TASK TO COMPLETE: Everything in the listing must be repeated exactly, apart from the images.

DATA FOR THE TASK:
<<<<

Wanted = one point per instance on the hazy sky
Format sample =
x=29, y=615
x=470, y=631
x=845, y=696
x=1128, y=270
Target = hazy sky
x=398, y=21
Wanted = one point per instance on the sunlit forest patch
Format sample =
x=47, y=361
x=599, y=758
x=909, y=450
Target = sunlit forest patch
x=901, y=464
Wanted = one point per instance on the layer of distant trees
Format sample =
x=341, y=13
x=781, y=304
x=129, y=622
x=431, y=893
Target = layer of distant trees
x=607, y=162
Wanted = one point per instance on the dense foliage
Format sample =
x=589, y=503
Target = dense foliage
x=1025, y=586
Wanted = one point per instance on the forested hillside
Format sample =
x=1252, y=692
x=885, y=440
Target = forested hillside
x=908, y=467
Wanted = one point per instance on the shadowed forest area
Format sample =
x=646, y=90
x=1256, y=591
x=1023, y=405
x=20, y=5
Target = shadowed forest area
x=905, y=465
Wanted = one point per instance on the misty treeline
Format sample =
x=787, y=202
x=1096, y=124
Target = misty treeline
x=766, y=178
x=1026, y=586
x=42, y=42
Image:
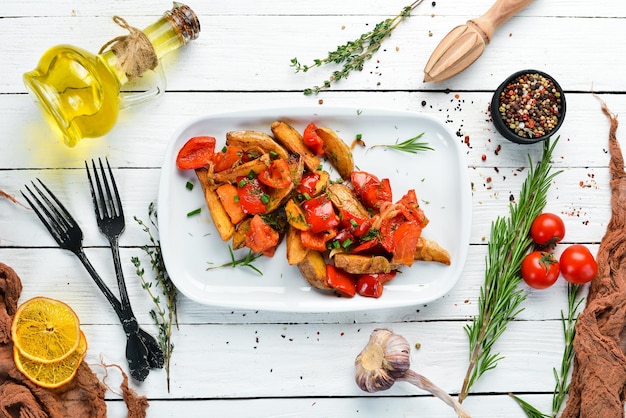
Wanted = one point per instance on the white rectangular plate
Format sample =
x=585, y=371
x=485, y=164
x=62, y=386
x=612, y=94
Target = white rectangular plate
x=439, y=177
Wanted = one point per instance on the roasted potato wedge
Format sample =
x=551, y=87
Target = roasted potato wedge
x=291, y=139
x=313, y=269
x=429, y=250
x=278, y=197
x=295, y=250
x=239, y=237
x=230, y=175
x=295, y=216
x=256, y=141
x=344, y=199
x=363, y=264
x=337, y=152
x=220, y=217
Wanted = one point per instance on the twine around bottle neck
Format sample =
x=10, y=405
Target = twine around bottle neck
x=135, y=53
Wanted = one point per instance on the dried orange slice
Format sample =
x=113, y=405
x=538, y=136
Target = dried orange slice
x=54, y=374
x=45, y=330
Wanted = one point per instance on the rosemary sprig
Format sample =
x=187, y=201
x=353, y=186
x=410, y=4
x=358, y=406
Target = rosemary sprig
x=242, y=262
x=353, y=54
x=561, y=387
x=163, y=317
x=411, y=145
x=500, y=297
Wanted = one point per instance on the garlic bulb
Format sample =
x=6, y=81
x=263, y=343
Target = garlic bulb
x=385, y=359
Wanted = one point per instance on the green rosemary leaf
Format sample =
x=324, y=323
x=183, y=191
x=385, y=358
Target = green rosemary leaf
x=411, y=145
x=500, y=297
x=529, y=410
x=561, y=387
x=353, y=54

>>>>

RESPONSE TO THE EXERCISE:
Wanted = one point per instance on the hazy sky
Format sample =
x=29, y=615
x=470, y=631
x=845, y=696
x=1128, y=270
Target = hazy sky
x=398, y=21
Wanted = one point per instance on the sunlit forest patch
Format sample =
x=47, y=361
x=599, y=758
x=909, y=450
Target = sunlit forest patch
x=901, y=464
Wanted = one point per instance on the layer of distant trees
Format sample =
x=341, y=13
x=781, y=304
x=129, y=622
x=431, y=893
Target = layer of distant trees
x=607, y=162
Wanted = one point per instance on the dense foliage
Format sample =
x=589, y=503
Target = dense foliage
x=1025, y=586
Wanted = one point per instance on the forested hillside
Format sample =
x=1252, y=692
x=885, y=440
Target = forested hillside
x=908, y=467
Wanted = one point per instance on the shadowed forest area
Format sample =
x=646, y=90
x=1256, y=591
x=1023, y=405
x=20, y=5
Target = shadowed forest area
x=905, y=465
Wanted = one point per instance on the misty treeline
Format sample =
x=787, y=202
x=1096, y=124
Target = misty treeline
x=766, y=178
x=1026, y=586
x=42, y=42
Image:
Wanted = one point per instance on the white rectangular plate
Format sample =
x=585, y=371
x=485, y=164
x=62, y=386
x=612, y=94
Target = white rectangular plate
x=439, y=177
Wanted = one point per instance on the roasted potato wedge
Format sample =
x=551, y=87
Target = roasted potato wedge
x=291, y=139
x=313, y=269
x=429, y=250
x=278, y=197
x=295, y=250
x=239, y=237
x=230, y=175
x=295, y=216
x=256, y=141
x=344, y=199
x=363, y=264
x=337, y=152
x=220, y=217
Wanted = one point per instance on the twine around bottle neck
Format sample =
x=10, y=405
Target = twine around bottle neck
x=135, y=53
Wanted = one point per instance on the dried orange slice
Format sample =
x=113, y=405
x=538, y=136
Target = dried orange slice
x=54, y=374
x=45, y=330
Wanted = one point per instance on the rosemary sprig
Format sample =
x=187, y=201
x=353, y=186
x=410, y=4
x=358, y=406
Target = rosemary sprig
x=242, y=262
x=353, y=54
x=561, y=387
x=163, y=317
x=411, y=145
x=500, y=297
Wanted = one point per instance on the garlic bulb
Format sample =
x=6, y=81
x=263, y=343
Target = garlic bulb
x=385, y=359
Wanted = one point per instance on the green rosemary leaf
Format sample =
x=324, y=323
x=183, y=191
x=385, y=358
Target = green rosemary leaf
x=411, y=145
x=500, y=297
x=529, y=410
x=561, y=387
x=353, y=54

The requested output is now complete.